- Directive 1 -
Which functions have their definitions begin within the RCU patch review? List their names.
- Directive 2 -
How might the RCU patch review go on after its final line? Write the continuation.

- Text block -
#####

For example it can be a hard-irq context.

> +	} else {
> +		if (!delayed_work_pending(&rlp->work)) {
> +			schedule_delayed_work(&rlp->work, MAX_LAZY_JIFFIES);
> +		}
> +	}
> +}
EXPORT_SYMBOL_GPL()? to be able to use in kernel modules.

> +
> +static unsigned long
> +lazy_rcu_shrink_count(struct shrinker *shrink, struct shrink_control *sc)
> +{
> +	unsigned long count = 0;
> +	int cpu;
> +
> +	/* Snapshot count of all CPUs */
> +	for_each_possible_cpu(cpu) {
> +		struct rcu_lazy_pcp *rlp = per_cpu_ptr(&rcu_lazy_pcp_ins, cpu);
> +
> +		count += atomic_read(&rlp->count);
> +	}
> +
> +	return count;
> +}
> +
> +static unsigned long
> +lazy_rcu_shrink_scan(struct shrinker *shrink, struct shrink_control *sc)
> +{
> +	int cpu, freed = 0;
> +
> +	for_each_possible_cpu(cpu) {
> +		struct rcu_lazy_pcp *rlp = per_cpu_ptr(&rcu_lazy_pcp_ins, cpu);
> +		unsigned long count;
> +
> +		count = atomic_read(&rlp->count);
> +		lazy_rcu_flush_cpu(rlp);
> +		sc->nr_to_scan -= count;
> +		freed += count;
> +		if (sc->nr_to_scan <= 0)
> +			break;
> +	}
> +
> +	return freed == 0 ? SHRINK_STOP : freed;
> +}
> +
> +/*
> + * This function is invoked after MAX_LAZY_JIFFIES timeout.
> + */
> +static void lazy_work(struct work_struct *work)
> +{
> +	struct rcu_lazy_pcp *rlp = container_of(work, struct rcu_lazy_pcp, work.work);
> +
> +	lazy_rcu_flush_cpu(rlp);
> +}
> +
> +static struct shrinker lazy_rcu_shrinker = {
> +	.count_objects = lazy_rcu_shrink_count,
> +	.scan_objects = lazy_rcu_shrink_scan,
> +	.batch = 0,
> +	.seeks = DEFAULT_SEEKS,
> +};
> +
> +void __init rcu_lazy_init(void)
> +{
> +	int cpu;
> +
> +	BUILD_BUG_ON(sizeof(struct lazy_rcu_head) != sizeof(struct rcu_head));
> +
> +	for_each_possible_cpu(cpu) {
> +		struct rcu_lazy_pcp *rlp = per_cpu_ptr(&rcu_lazy_pcp_ins, cpu);
> +		INIT_DELAYED_WORK(&rlp->work, lazy_work);
> +	}
> +
> +	if (register_shrinker(&lazy_rcu_shrinker))

#####

- Data -
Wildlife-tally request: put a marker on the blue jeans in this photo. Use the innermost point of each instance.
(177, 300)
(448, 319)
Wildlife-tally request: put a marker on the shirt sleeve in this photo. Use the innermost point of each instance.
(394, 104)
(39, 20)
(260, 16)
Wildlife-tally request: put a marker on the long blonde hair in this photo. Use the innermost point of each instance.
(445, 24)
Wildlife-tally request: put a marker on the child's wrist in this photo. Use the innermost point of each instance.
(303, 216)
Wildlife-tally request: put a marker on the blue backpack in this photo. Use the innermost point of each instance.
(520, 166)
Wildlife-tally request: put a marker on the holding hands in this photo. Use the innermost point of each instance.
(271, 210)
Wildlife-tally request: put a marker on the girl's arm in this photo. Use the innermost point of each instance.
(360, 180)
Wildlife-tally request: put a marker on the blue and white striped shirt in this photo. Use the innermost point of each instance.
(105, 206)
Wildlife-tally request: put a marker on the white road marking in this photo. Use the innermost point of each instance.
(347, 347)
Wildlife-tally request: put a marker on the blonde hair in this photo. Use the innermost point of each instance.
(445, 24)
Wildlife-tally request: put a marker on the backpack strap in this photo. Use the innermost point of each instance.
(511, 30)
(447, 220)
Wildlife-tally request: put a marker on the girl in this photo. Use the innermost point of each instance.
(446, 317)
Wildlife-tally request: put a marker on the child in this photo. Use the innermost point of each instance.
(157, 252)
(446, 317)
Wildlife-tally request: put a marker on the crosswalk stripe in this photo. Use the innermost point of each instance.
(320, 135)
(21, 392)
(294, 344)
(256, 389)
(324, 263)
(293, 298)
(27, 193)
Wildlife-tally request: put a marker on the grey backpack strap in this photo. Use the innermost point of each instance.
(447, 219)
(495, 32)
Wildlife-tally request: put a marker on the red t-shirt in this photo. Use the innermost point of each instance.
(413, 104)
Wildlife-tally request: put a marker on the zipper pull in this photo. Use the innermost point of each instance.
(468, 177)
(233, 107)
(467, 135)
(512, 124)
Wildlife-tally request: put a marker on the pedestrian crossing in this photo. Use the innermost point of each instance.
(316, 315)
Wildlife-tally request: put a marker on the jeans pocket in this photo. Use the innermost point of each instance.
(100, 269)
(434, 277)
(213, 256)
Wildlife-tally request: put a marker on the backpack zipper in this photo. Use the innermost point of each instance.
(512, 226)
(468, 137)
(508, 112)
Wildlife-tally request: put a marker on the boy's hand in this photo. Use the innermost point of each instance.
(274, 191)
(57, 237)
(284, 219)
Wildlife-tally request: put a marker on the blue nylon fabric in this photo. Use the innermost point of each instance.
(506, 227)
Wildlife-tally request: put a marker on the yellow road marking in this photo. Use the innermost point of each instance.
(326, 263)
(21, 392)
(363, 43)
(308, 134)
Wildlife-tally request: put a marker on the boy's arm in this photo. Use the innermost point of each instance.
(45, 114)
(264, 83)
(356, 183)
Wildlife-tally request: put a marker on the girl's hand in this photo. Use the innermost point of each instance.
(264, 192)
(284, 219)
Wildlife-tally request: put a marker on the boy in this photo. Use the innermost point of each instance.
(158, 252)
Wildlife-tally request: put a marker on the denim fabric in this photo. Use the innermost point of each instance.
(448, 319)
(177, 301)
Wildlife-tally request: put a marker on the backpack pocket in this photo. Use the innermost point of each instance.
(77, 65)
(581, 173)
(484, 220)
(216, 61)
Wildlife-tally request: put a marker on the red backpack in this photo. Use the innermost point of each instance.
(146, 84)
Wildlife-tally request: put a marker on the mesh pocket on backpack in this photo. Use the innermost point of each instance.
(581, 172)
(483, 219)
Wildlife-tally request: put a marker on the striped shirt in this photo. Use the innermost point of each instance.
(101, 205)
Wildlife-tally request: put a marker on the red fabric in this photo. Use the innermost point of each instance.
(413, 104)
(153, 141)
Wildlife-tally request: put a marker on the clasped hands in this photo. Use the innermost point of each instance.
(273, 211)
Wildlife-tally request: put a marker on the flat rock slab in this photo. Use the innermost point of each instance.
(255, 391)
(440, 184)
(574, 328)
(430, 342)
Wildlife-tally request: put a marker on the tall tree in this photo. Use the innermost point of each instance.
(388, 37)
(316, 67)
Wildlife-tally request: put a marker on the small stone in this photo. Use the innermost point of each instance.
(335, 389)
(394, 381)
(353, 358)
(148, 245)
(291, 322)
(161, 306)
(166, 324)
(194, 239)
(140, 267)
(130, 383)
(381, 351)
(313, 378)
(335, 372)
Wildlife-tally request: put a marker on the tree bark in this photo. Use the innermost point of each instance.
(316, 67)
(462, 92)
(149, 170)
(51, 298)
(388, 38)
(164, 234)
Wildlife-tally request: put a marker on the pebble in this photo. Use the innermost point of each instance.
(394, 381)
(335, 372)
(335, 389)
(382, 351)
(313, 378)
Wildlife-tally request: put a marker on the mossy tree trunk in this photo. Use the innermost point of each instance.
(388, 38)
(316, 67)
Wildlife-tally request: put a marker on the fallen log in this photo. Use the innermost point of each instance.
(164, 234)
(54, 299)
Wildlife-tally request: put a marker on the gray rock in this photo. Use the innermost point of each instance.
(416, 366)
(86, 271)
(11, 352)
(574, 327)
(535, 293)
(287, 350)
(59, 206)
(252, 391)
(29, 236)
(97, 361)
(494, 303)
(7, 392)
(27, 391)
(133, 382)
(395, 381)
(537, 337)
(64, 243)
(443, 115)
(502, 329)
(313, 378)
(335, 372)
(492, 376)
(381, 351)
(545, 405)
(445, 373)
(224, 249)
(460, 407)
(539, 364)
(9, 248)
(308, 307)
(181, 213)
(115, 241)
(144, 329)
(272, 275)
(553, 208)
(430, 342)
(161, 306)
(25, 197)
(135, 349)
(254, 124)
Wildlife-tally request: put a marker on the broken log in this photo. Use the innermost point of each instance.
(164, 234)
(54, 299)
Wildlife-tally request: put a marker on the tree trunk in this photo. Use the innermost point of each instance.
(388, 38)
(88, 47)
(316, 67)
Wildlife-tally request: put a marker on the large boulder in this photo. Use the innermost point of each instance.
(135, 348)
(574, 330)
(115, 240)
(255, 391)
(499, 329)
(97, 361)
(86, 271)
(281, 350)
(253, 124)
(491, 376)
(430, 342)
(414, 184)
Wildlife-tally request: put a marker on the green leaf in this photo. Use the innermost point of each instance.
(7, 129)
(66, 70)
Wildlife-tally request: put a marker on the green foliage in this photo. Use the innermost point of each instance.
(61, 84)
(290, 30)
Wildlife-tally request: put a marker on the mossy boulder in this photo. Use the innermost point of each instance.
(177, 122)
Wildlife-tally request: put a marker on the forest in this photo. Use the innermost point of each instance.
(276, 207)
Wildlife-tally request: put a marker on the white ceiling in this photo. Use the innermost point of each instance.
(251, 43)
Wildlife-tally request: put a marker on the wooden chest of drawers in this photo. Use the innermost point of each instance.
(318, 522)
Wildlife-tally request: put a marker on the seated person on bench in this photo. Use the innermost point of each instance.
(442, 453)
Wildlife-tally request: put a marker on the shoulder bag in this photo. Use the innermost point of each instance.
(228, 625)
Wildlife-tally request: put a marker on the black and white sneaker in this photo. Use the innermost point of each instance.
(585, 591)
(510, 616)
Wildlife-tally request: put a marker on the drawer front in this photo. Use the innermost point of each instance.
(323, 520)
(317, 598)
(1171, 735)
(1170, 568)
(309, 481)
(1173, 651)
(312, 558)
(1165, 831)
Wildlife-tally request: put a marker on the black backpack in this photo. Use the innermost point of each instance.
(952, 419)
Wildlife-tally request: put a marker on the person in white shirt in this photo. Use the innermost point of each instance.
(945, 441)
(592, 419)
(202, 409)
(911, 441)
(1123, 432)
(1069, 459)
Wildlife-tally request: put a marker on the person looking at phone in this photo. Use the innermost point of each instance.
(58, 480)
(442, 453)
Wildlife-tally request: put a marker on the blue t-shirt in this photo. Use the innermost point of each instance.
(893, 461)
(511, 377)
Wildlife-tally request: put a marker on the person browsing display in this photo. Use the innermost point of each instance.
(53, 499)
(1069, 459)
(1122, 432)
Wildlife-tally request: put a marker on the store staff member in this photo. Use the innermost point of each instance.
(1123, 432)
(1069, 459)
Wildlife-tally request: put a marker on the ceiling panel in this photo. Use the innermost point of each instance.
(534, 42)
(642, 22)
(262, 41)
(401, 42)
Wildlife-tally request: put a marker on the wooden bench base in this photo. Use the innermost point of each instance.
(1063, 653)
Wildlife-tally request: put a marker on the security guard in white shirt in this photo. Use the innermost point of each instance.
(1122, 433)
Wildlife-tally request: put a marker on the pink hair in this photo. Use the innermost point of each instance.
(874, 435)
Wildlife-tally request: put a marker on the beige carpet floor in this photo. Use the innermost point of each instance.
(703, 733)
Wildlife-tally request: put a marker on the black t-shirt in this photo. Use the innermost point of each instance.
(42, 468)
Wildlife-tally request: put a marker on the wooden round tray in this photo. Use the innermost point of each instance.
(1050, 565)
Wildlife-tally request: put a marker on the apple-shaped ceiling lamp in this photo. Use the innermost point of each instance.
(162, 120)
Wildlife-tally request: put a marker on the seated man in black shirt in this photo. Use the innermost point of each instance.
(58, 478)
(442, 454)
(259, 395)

#####

- Exercise response 1 -
lazy_rcu_shrink_count, lazy_rcu_shrink_scan, lazy_work, rcu_lazy_init

- Exercise response 2 -
> +		pr_err("Failed to register lazy_rcu shrinker!\n");
> +}
> diff --git a/kernel/rcu/rcu.h b/kernel/rcu/rcu.h
> index 24b5f2c2de87..a5f4b44f395f 100644
> --- a/kernel/rcu/rcu.h
> +++ b/kernel/rcu/rcu.h
> @@ -561,4 +561,9 @@ void show_rcu_tasks_trace_gp_kthread(void);
>  static inline void show_rcu_tasks_trace_gp_kthread(void) {}
>  #endif
>  
> +#ifdef CONFIG_RCU_LAZY
> +void rcu_lazy_init(void);
> +#else
> +static inline void rcu_lazy_init(void) {}
> +#endif
>  #endif /* __LINUX_RCU_H */
> diff --git a/kernel/rcu/tree.c b/kernel/rcu/tree.c
> index a4c25a6283b0..ebdf6f7c9023 100644
> --- a/kernel/rcu/tree.c
> +++ b/kernel/rcu/tree.c
> @@ -4775,6 +4775,8 @@ void __init rcu_init(void)
>  		qovld_calc = DEFAULT_RCU_QOVLD_MULT * qhimark;
>  	else
>  		qovld_calc = qovld;
> +
> +	rcu_lazy_init();
>  }
>  
>  #include "tree_stall.h"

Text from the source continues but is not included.